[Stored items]
★ ★ ★ ★

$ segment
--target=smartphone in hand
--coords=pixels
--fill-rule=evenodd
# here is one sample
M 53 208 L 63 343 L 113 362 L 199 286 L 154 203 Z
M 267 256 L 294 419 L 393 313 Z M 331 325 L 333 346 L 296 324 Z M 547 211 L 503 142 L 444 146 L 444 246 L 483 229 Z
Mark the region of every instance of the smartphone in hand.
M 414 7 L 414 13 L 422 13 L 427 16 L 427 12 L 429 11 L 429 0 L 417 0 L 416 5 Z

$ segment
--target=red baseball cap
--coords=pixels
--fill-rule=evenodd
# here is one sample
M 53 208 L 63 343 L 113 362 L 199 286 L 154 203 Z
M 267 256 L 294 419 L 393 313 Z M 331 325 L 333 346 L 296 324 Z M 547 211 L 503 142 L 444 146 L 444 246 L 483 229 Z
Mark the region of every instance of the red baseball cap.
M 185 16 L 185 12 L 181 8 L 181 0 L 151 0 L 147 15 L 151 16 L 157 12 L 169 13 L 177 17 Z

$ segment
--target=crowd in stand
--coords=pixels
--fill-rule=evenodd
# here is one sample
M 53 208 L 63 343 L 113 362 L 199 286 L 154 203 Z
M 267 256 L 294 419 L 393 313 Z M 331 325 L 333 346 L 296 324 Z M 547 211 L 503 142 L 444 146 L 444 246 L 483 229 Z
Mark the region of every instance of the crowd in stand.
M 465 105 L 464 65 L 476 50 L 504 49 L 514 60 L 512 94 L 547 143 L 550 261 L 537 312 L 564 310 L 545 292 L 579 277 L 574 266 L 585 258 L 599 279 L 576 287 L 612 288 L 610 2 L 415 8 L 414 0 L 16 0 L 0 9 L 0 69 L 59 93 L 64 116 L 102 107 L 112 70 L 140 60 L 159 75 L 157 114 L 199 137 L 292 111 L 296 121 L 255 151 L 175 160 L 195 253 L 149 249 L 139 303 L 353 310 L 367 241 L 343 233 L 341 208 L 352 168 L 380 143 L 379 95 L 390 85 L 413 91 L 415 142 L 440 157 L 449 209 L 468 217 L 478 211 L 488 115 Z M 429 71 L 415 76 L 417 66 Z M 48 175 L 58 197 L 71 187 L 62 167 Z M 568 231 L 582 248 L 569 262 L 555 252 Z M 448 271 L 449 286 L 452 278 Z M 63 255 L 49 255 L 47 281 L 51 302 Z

★ ★ ★ ★

[YOUR OBJECTIVE]
All lines from the one containing "--target=red baseball cap" to the end of the records, both ends included, should be printed exactly and on their own.

[REPLY TO THE EXERCISE]
--target=red baseball cap
--coords=pixels
--fill-rule=evenodd
# here is one sample
M 53 208 L 63 343 L 113 362 L 199 286 L 154 203 Z
M 267 256 L 294 419 L 393 313 Z M 331 325 L 333 346 L 296 324 Z M 547 211 L 503 142 L 444 146 L 444 246 L 483 229 Z
Mark the region of every instance of the red baseball cap.
M 185 16 L 185 12 L 181 8 L 181 0 L 151 0 L 147 15 L 151 16 L 157 12 L 169 13 L 177 17 Z

$ segment
--target=crowd in stand
--coords=pixels
--fill-rule=evenodd
# here is one sample
M 53 208 L 63 343 L 113 362 L 199 286 L 154 203 Z
M 267 256 L 294 419 L 393 313 Z M 331 325 L 333 346 L 296 324 Z M 547 211 L 503 142 L 444 146 L 444 246 L 483 229 Z
Mark the region of every instance of the crowd in stand.
M 465 105 L 464 65 L 476 50 L 504 49 L 514 60 L 512 94 L 547 143 L 550 261 L 537 312 L 564 310 L 545 292 L 579 277 L 574 266 L 585 258 L 599 279 L 576 287 L 612 288 L 610 2 L 415 8 L 414 0 L 16 0 L 0 9 L 0 69 L 59 93 L 64 116 L 102 107 L 112 70 L 140 60 L 159 75 L 157 114 L 199 137 L 292 111 L 296 121 L 255 151 L 175 160 L 195 253 L 149 249 L 139 303 L 353 310 L 367 241 L 343 233 L 341 208 L 352 168 L 380 143 L 379 95 L 390 85 L 413 91 L 415 142 L 440 157 L 449 209 L 468 217 L 478 211 L 488 115 Z M 429 71 L 415 76 L 417 66 Z M 48 175 L 58 197 L 71 187 L 62 167 Z M 568 231 L 582 248 L 569 262 L 555 252 Z M 448 271 L 449 286 L 452 278 Z M 63 255 L 49 255 L 47 281 L 51 302 Z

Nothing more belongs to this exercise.